Webglimpse acts like a familiar web search engine to search the data. In fact, Webglimpse was created primarily to allow for indexed searches of Web sites. The search interface will allow you to select and search across your indexes and will highlight the hits in an abstract of the file on the Web page that it returns. Anyone with a web browser can access the Webglimpse interface, and multiple users can search it at once. Also, Glimpse supports the ability to search the index directly from the command line, making for some great automation possibilities. Glimpse code must be compiled, but it can be compiled in either Linux or through Cygwin in Windows.
dtSearch
dtSearch leads the market of mid-range cost indexing systems and can be found at www.dtsearch.com. dtSearch has several configurations of its indexing system, including just the dtSearch engine for implementation into other products. dtSearch has support for the most popular data formats such as PST files, Office documents, and zip files and will create a full-text index of the data.
dtSearch allows you to search your indexes via a GUI. You pick the index you would like to search and enter in keywords, and then dtSearch will generate a list of files that match your query. Selecting a file will bring up a preview of it with the search strings highlighted within. dtSearch does not have a command-line interface and is available for Windows only. Another product, called the dtSearch engine, does support Linux as well as Windows.
AccessData’s Forensic Toolkit
AccessData’s Forensic Toolkit (FTK), found at www.accessdata.com, makes use of the dtSearch indexing engine. In addition to the standard file types supported by dtSearch, FTK offers internal conversions. FTK also allows you to index whole images: just feed FTK an image from Guidance Software’s EnCase, ASR Data’s SMART, or a dd image, and it will build a full-text index of all of the files and the unallocated space. When you are dealing with a large case, this can be a very useful feature that will quickly pay back its cost.

□ □ □ □

## Problem to solve
From the text on indexing tools, output word for word the part that opens with the words containing "dtSearch allows you" and closes with "well as Windows.". You won't need the listing.

Stored entries
□ □ □ □

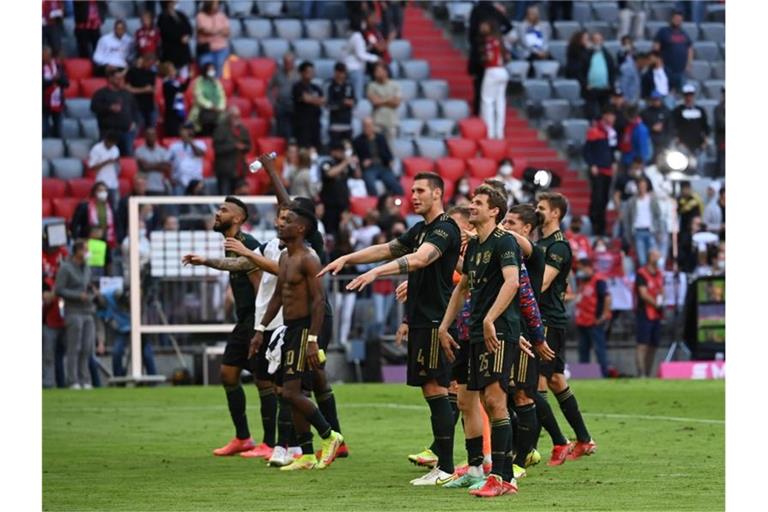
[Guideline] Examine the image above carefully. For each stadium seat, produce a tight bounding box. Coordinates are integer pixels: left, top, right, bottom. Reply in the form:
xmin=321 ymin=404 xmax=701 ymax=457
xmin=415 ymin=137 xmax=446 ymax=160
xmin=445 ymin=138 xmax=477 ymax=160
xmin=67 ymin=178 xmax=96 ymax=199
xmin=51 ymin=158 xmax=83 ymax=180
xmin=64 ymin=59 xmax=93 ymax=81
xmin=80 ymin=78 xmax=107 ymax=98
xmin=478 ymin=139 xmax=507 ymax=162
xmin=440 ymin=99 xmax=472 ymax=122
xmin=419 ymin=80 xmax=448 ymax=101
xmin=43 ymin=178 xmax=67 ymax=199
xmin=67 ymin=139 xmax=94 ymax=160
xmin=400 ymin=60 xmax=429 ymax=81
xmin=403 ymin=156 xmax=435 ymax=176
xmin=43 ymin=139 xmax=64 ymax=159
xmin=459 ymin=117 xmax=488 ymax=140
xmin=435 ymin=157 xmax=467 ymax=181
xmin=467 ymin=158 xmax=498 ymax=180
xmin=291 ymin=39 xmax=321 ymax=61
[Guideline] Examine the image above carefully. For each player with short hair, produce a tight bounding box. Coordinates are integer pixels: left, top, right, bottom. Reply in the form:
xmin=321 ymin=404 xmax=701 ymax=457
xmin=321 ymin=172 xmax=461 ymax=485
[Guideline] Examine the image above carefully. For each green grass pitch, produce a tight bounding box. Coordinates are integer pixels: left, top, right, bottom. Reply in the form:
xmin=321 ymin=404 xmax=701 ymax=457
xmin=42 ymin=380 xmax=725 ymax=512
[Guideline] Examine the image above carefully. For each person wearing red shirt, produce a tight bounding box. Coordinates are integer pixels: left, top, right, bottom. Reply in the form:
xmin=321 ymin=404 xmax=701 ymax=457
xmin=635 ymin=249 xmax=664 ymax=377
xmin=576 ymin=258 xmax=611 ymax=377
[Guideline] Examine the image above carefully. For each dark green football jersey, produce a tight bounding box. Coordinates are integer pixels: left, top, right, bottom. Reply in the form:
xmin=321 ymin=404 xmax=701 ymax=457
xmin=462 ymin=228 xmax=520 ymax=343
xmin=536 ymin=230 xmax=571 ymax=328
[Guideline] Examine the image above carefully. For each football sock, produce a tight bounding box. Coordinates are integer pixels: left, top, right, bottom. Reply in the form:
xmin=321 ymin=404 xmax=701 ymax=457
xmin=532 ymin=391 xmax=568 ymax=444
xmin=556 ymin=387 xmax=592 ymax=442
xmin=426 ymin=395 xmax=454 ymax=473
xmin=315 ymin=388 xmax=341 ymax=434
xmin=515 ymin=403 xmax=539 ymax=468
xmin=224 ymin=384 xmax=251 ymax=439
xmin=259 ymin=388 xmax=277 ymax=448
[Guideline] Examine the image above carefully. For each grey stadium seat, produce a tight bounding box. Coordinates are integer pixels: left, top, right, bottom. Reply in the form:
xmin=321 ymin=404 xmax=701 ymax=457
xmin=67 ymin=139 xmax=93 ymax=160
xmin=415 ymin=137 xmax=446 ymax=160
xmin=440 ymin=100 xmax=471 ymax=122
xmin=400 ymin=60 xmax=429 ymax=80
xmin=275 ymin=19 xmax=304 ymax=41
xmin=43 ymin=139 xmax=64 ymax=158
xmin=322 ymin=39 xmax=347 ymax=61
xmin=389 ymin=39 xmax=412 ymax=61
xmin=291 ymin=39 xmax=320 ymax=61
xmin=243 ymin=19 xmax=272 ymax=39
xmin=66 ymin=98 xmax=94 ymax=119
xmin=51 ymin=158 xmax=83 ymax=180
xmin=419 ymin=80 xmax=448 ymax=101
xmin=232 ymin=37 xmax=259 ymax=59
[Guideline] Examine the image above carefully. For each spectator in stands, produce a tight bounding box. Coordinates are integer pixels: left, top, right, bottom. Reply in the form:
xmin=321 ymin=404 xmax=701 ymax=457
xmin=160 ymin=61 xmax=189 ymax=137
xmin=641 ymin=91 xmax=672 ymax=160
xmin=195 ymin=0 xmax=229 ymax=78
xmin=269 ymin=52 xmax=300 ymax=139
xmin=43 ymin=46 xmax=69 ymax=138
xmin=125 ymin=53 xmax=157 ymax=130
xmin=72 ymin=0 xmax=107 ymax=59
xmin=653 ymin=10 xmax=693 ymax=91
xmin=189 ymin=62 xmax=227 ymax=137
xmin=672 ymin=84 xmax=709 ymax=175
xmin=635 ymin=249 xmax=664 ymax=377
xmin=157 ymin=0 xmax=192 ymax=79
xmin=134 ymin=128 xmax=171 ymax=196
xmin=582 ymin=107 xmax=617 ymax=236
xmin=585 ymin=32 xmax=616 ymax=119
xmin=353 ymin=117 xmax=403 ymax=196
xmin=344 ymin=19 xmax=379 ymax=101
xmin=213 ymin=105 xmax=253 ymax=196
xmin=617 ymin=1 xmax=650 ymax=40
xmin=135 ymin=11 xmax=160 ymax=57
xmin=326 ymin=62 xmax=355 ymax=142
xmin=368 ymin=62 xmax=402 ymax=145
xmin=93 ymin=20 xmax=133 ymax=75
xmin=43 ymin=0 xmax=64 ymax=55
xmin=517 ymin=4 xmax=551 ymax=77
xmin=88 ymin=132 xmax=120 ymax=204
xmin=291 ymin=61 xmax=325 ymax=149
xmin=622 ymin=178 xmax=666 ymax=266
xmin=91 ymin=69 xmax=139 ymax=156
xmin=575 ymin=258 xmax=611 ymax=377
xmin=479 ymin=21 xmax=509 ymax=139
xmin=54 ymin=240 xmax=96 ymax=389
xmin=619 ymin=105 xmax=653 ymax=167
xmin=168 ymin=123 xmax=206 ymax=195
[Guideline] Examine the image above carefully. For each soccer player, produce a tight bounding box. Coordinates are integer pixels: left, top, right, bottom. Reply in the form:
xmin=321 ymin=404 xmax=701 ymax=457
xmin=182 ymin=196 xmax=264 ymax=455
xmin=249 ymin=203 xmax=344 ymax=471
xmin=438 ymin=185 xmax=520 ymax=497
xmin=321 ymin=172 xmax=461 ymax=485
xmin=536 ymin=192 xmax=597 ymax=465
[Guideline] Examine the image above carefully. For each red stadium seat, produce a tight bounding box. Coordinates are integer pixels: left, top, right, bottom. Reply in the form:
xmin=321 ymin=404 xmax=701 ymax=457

□ □ □ □

## Correct response
dtSearch allows you to search your indexes via a GUI. You pick the index you would like to search and enter in keywords, and then dtSearch will generate a list of files that match your query. Selecting a file will bring up a preview of it with the search strings highlighted within. dtSearch does not have a command-line interface and is available for Windows only. Another product, called the dtSearch engine, does support Linux as well as Windows.